Region annotation entries

-----

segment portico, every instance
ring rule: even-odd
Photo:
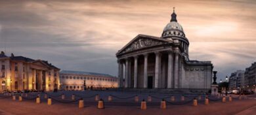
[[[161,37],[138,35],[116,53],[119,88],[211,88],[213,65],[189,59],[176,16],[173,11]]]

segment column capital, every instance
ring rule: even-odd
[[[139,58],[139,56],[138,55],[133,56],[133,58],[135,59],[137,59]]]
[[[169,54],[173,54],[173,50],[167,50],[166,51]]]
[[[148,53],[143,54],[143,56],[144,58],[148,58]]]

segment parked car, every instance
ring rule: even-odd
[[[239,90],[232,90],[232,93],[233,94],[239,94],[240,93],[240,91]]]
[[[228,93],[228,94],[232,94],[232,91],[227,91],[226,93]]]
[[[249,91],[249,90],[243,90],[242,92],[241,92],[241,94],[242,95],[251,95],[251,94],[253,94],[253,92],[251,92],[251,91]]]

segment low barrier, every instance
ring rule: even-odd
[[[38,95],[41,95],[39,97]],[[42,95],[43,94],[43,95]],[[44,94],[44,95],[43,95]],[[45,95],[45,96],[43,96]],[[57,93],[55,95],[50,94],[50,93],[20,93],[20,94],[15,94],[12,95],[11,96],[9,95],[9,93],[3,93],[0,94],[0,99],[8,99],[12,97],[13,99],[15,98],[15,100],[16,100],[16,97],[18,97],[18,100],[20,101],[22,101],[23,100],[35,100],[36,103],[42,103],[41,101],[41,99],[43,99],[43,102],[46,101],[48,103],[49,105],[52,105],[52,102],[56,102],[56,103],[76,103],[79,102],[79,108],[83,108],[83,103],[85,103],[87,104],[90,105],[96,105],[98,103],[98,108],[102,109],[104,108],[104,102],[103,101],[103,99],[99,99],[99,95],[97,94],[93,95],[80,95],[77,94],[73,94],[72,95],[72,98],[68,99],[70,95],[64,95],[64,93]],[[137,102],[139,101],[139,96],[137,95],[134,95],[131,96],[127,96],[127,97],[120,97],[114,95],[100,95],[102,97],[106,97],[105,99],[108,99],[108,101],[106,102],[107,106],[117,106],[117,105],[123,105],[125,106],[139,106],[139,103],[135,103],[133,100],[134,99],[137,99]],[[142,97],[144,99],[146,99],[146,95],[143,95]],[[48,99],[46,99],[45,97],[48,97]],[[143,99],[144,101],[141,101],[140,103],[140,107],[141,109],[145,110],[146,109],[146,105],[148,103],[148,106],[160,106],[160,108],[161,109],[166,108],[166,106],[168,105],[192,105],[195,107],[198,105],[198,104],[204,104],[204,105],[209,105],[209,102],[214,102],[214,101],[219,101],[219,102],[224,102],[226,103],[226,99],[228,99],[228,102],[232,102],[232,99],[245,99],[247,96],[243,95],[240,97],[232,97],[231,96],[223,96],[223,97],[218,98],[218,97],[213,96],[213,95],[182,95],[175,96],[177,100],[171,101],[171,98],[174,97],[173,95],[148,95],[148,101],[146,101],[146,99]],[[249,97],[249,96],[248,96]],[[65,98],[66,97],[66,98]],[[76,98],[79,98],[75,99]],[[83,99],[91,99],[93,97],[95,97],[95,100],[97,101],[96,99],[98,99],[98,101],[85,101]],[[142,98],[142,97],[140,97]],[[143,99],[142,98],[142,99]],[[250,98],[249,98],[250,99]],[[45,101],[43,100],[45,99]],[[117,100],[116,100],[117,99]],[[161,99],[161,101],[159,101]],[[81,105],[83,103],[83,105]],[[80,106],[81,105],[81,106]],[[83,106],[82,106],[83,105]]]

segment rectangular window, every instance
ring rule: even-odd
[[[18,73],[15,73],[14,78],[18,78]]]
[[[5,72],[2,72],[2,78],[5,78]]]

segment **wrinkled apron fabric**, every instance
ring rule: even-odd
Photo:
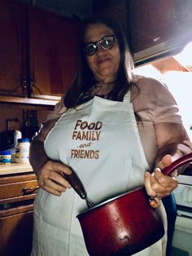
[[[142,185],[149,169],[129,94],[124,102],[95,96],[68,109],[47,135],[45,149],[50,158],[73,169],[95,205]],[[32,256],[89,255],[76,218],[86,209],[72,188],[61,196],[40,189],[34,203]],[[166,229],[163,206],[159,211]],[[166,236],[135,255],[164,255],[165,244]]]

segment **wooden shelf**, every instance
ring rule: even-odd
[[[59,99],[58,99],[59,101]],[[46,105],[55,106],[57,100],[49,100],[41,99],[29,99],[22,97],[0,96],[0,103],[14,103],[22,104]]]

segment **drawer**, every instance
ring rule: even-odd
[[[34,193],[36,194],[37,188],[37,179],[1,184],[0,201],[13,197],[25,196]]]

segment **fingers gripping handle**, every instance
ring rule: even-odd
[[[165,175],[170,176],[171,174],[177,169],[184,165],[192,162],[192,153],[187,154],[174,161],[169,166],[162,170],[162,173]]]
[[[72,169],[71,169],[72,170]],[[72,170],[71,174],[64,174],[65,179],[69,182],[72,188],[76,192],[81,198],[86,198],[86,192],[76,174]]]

-----

### WRITTEN REQUEST
Output the part of the entries that opens with the line containing "segment **fingers gripping" and continues through the end of the entries, with every line reproduced unchanged.

### OUTPUT OF THE EXERCISE
segment **fingers gripping handle**, every instance
ring rule: even-odd
[[[165,175],[170,176],[171,174],[177,169],[184,165],[192,162],[192,153],[187,154],[174,161],[169,166],[162,170],[162,173]]]
[[[72,169],[71,169],[72,170]],[[72,170],[71,174],[64,174],[65,179],[69,182],[72,188],[76,192],[81,198],[86,198],[86,192],[76,174]]]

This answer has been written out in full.